- Stated task -
From the material below, keep only the lines that contain the string "white", and copy each one out. Treat uppercase and lowercase as different.

- Source data -
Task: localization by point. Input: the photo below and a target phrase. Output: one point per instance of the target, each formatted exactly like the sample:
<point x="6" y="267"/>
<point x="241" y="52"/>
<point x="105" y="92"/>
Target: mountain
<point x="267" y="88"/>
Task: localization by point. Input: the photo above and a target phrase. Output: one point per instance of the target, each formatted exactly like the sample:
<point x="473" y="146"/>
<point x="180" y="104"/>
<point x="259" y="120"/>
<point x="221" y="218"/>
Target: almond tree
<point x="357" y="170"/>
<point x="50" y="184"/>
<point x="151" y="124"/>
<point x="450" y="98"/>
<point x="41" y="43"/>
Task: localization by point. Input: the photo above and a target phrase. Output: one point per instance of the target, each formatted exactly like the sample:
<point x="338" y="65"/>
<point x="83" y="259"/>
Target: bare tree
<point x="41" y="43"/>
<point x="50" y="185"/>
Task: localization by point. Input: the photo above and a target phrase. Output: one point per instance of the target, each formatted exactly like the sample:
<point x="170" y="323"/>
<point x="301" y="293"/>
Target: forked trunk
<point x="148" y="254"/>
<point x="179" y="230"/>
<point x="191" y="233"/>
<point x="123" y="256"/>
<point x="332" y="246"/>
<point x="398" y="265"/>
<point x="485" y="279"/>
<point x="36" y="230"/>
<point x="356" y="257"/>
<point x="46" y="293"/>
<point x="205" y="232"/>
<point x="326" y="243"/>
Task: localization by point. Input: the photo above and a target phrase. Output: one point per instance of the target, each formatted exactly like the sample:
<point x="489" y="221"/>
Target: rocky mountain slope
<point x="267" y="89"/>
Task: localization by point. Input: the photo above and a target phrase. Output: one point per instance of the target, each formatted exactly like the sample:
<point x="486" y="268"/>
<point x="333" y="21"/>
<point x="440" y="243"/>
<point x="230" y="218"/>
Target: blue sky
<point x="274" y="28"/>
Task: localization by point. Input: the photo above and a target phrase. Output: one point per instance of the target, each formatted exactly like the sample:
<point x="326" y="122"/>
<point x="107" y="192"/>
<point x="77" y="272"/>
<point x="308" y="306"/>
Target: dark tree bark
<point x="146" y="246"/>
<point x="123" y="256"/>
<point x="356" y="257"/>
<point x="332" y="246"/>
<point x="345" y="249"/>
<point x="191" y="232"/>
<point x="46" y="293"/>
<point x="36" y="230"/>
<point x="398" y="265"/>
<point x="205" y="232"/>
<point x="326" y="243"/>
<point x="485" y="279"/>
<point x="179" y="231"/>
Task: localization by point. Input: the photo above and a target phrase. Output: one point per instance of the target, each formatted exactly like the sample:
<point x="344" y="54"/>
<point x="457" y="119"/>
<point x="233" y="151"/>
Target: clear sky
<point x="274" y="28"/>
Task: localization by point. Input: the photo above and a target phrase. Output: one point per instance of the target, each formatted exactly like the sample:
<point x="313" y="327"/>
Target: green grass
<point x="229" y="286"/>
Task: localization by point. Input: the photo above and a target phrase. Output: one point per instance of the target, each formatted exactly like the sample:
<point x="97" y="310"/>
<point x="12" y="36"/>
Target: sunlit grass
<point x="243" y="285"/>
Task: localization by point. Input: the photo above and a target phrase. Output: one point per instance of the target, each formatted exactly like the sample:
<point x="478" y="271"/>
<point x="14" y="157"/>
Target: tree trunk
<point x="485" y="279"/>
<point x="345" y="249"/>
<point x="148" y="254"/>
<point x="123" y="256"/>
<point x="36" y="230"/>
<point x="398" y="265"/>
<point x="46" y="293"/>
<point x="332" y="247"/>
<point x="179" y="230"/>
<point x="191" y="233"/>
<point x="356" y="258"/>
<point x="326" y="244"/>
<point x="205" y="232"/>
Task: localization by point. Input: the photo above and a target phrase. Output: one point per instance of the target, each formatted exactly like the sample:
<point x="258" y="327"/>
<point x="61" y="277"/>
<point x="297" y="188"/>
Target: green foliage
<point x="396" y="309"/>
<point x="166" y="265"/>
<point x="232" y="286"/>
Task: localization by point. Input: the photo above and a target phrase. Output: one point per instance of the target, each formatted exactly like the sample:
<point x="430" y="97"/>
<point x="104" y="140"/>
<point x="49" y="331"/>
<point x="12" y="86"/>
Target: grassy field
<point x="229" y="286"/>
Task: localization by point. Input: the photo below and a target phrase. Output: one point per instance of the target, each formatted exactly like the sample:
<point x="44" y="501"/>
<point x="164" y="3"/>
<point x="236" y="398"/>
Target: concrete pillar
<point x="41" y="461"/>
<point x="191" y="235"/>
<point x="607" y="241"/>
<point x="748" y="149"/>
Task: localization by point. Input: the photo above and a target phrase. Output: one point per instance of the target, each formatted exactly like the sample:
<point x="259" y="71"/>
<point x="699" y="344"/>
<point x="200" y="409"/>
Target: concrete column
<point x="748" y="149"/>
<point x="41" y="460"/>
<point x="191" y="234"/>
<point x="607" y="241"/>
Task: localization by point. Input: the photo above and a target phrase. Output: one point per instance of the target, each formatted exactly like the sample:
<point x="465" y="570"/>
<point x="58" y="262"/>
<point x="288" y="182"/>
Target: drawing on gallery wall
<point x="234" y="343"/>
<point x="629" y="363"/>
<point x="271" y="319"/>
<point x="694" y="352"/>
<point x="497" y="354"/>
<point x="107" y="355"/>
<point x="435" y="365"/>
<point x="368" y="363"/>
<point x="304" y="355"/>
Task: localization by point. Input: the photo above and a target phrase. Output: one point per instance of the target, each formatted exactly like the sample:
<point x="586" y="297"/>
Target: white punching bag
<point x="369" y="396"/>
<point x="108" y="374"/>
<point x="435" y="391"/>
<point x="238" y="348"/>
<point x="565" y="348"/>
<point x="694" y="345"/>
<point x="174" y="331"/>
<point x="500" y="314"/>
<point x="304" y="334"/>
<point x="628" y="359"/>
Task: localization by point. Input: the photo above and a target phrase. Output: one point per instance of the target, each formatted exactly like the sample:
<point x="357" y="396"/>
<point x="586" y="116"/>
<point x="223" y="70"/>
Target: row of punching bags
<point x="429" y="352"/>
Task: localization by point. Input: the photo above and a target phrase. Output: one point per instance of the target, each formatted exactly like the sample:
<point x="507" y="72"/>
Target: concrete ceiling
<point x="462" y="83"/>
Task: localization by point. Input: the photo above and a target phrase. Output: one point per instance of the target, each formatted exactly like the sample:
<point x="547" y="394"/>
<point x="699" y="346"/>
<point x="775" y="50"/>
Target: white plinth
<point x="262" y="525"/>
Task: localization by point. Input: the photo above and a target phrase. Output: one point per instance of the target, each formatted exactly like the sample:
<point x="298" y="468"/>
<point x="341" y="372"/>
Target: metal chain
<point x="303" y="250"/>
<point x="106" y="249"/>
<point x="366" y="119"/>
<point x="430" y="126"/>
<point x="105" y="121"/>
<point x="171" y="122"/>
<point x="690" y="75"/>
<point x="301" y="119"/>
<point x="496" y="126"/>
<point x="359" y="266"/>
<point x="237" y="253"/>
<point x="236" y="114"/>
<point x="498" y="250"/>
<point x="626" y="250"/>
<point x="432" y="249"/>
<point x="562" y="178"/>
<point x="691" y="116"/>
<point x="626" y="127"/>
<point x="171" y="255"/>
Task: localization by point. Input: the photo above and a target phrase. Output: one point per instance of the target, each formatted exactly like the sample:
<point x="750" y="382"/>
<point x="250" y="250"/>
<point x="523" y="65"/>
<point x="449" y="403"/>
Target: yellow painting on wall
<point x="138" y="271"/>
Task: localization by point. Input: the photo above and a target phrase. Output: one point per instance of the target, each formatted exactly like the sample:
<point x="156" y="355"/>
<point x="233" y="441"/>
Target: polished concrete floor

- Result for this task -
Target: white punching bag
Target: white plinth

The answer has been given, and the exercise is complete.